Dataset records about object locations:
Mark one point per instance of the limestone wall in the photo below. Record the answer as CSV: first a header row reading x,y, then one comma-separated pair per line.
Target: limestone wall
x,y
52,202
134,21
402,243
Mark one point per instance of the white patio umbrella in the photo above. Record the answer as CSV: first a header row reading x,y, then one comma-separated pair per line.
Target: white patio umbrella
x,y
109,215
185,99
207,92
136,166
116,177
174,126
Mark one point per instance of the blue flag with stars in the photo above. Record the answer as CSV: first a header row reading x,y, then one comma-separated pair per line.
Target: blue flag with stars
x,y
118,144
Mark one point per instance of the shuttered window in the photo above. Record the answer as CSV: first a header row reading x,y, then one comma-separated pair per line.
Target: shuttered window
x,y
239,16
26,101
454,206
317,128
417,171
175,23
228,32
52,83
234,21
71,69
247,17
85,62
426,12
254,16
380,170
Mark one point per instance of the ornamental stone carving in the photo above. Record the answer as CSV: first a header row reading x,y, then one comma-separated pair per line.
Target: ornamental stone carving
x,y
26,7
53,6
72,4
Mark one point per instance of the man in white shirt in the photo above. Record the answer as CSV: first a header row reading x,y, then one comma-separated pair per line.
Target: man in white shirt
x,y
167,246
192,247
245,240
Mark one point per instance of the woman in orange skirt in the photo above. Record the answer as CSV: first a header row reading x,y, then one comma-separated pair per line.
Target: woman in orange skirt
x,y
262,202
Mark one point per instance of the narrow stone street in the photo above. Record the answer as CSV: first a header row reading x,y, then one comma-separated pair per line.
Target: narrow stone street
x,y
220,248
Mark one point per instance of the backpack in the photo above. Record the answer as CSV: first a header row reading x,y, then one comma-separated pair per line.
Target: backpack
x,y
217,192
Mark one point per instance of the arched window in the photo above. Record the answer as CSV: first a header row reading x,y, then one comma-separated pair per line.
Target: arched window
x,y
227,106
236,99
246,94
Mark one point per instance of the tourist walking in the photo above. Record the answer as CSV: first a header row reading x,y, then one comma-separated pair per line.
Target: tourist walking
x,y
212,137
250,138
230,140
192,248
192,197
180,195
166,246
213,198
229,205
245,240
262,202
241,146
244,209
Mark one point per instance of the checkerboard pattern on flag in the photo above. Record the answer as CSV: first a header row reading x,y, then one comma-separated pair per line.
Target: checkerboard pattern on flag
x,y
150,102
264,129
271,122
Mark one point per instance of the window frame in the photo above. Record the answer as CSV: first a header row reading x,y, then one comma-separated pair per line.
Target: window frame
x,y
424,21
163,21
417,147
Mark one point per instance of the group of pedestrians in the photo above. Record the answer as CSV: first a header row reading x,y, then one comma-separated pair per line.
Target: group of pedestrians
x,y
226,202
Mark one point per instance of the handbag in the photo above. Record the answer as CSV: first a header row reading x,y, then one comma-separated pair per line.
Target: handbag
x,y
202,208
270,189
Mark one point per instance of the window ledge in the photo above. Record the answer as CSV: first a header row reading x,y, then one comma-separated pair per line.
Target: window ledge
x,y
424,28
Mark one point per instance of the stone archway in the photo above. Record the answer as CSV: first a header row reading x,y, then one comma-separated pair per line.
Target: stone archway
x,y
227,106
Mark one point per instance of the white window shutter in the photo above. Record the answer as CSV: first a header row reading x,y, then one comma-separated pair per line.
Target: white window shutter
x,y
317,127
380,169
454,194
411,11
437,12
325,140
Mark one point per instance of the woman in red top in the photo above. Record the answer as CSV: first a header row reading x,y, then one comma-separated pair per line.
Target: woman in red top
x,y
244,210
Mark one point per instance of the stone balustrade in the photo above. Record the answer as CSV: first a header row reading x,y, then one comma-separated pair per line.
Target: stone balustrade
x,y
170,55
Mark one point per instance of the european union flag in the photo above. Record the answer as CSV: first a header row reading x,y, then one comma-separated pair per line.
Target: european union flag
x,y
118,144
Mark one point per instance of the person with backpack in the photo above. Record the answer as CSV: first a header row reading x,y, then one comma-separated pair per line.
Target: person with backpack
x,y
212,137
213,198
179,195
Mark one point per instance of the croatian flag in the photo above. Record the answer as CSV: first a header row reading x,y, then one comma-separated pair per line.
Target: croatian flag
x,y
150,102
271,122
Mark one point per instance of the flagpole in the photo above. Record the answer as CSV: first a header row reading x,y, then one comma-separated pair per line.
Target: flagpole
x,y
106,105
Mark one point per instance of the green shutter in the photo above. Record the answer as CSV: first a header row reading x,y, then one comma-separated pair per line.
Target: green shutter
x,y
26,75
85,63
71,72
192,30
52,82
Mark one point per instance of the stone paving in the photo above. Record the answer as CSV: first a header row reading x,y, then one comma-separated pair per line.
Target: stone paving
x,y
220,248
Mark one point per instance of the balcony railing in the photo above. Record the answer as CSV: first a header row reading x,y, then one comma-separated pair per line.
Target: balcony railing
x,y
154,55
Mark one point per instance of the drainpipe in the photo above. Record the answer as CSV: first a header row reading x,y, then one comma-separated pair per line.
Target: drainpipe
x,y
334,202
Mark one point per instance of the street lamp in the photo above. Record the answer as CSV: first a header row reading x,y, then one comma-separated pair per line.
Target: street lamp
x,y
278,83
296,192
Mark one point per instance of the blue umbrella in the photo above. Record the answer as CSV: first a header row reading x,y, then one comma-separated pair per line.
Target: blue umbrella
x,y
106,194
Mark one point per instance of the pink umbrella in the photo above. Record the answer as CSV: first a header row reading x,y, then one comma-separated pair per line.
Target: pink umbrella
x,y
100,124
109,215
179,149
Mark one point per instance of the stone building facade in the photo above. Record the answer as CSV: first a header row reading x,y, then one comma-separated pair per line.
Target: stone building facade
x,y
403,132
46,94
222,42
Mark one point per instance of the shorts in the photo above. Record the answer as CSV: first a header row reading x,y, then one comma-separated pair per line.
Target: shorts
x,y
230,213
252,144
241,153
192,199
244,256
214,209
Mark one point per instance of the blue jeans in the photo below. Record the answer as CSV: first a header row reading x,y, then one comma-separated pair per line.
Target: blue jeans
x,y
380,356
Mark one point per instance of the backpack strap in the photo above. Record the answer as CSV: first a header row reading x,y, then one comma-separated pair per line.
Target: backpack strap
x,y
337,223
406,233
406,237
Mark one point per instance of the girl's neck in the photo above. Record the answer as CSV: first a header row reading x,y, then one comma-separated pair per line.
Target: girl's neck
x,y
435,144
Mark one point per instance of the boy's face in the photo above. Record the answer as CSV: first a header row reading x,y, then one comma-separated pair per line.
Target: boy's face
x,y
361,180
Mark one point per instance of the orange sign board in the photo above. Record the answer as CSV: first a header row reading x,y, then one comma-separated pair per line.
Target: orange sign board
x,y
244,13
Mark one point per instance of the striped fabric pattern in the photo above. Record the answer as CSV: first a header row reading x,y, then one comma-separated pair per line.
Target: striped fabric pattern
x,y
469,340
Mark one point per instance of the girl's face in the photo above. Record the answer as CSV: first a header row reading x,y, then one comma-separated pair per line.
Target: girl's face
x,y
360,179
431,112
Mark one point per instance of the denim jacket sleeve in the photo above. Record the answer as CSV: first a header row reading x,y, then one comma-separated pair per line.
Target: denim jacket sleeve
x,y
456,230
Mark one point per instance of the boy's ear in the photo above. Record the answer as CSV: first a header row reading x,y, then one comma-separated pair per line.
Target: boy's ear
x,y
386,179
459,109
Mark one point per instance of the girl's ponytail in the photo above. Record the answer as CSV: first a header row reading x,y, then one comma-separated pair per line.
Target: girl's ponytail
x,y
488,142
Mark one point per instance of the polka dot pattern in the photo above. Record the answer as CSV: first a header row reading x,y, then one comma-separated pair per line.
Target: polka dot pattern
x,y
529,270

[Given request] Starting at the line that contains "Mark one point per instance of the striped", copy each line exactly through the end of the listing above. Include that first line and the last one, and add nothing.

[Output for this exercise]
Mark one point per instance of the striped fabric pattern in the photo above. Record the answer as CSV: first a header row reading x,y, then one comma-separated pair per line.
Target: striped fabric pattern
x,y
469,340
Mark one point per instance of the girl's face in the photo above. Record the answer as CSV: first a header row reading x,y, then one comma-separated pair per line.
Target: girl's face
x,y
360,179
431,112
Mark one point per instance of the denim jacket sleeve in the photo above. Record the answer as CSV: first a header row reading x,y, then one comma-separated pair per line.
Target: denim jacket sleeve
x,y
456,230
Mark one point per instance of the boy's ear in the photo above. Record the answer as CSV: first a header row reading x,y, then one comma-separated pair per line.
Target: boy's ear
x,y
386,179
459,109
Mark one point per instance of the girl's ponytail in the photo above. Record the answer as CSV: first a header row reading x,y, then one comma-separated pair per line.
Target: girl's ponytail
x,y
488,142
Mark one point per instance of the polka dot pattern in the photo above. Record the answer as CSV: first a header row reading x,y, then one comma-separated pair per line.
Target: polka dot pattern
x,y
529,270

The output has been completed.